(Rows of box annotation data)
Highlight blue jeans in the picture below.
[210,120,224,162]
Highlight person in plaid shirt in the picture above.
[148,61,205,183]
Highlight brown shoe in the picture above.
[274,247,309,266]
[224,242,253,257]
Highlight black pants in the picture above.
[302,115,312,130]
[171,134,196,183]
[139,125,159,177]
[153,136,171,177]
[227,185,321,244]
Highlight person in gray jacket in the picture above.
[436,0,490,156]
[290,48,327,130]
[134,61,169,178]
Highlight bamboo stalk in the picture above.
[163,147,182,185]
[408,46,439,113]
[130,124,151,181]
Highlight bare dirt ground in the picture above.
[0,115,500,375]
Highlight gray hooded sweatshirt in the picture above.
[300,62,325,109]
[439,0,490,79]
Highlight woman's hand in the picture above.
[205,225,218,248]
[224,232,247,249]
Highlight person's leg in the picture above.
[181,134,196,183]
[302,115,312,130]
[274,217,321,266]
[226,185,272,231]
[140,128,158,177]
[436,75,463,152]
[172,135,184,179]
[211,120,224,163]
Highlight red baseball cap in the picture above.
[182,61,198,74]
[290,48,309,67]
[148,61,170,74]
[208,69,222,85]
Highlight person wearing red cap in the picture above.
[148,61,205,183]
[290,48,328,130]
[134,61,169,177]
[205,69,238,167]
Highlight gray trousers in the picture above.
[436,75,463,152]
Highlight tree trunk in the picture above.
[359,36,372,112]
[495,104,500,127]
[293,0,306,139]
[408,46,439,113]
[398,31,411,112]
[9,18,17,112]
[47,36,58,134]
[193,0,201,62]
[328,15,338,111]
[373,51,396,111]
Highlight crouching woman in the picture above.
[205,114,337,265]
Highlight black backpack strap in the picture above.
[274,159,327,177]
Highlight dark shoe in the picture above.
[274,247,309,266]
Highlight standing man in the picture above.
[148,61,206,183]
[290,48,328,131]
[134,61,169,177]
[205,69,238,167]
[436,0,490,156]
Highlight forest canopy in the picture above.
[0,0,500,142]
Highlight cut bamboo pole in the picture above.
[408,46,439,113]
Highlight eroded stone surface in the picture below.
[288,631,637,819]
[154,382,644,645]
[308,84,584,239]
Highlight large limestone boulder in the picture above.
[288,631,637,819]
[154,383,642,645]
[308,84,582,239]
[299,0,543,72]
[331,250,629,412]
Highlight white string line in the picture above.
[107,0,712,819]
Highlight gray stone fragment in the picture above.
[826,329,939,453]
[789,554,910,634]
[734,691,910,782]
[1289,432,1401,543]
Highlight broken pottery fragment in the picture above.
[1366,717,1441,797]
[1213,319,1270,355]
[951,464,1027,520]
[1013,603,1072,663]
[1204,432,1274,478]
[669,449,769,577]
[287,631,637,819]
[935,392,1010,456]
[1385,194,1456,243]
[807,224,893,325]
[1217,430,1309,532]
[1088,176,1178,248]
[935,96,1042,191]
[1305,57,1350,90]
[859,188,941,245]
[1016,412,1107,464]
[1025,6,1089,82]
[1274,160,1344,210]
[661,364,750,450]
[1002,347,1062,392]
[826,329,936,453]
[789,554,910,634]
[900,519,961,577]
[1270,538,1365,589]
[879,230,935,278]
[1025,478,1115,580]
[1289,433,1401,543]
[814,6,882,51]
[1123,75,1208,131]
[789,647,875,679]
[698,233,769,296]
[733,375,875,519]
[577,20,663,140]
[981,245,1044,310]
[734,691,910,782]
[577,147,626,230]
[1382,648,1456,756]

==

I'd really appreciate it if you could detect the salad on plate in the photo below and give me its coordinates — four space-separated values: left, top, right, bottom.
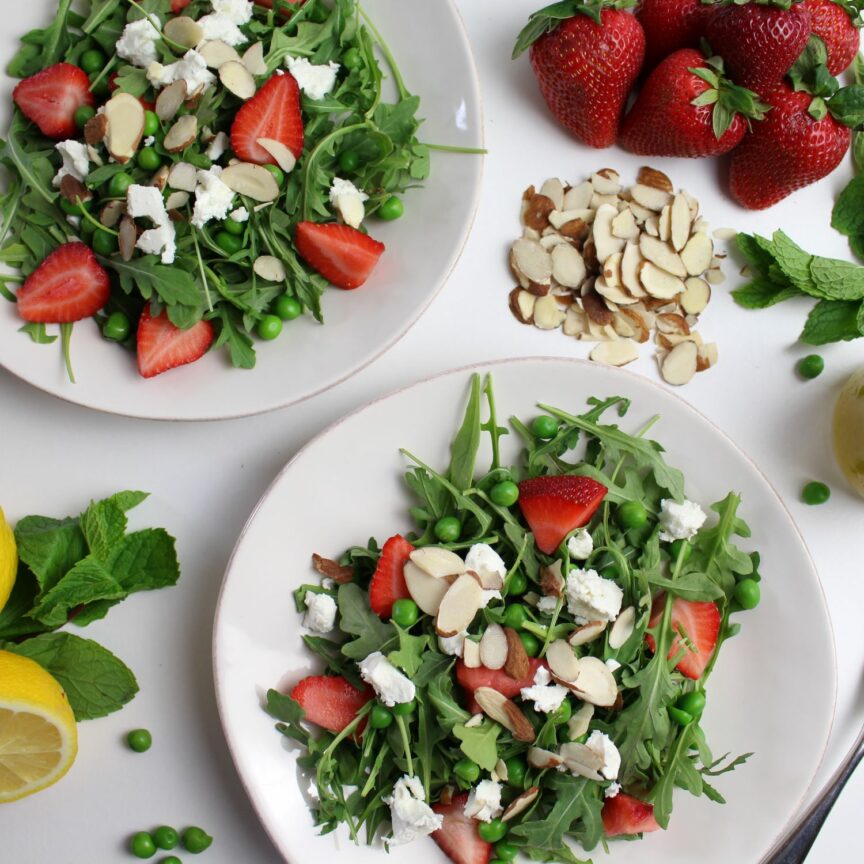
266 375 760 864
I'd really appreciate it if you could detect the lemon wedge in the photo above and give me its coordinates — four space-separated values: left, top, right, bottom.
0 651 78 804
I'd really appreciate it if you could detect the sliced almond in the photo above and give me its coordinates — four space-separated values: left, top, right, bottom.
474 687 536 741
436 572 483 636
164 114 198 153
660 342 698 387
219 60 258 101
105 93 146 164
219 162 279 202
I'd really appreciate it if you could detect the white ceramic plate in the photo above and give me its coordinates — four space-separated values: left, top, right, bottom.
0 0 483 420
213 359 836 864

- **Instructions for the task**
Rewrite the records from the line with "Highlight bamboo stalk in the picture above." through the line with "[211,120,224,163]", both included, with the request lines unchanged and every box coordinate scaled by 2.15 and rounded to a whole number, halves up. Output only those lines.

- **Exercise output**
Highlight bamboo stalk in the picture above.
[350,316,391,398]
[877,99,944,243]
[280,267,325,389]
Highlight bare dirt ground in the picture above.
[0,247,1075,806]
Highlight gray hooded sweatshirt in the picture above.
[645,133,699,234]
[944,0,1054,170]
Highlight woman's hand in the picture above.
[441,484,469,533]
[482,499,531,535]
Highlight person's leg in the picture above.
[389,288,421,393]
[649,247,671,280]
[589,467,690,572]
[486,398,585,497]
[301,275,340,381]
[937,161,995,327]
[370,290,396,385]
[454,258,482,350]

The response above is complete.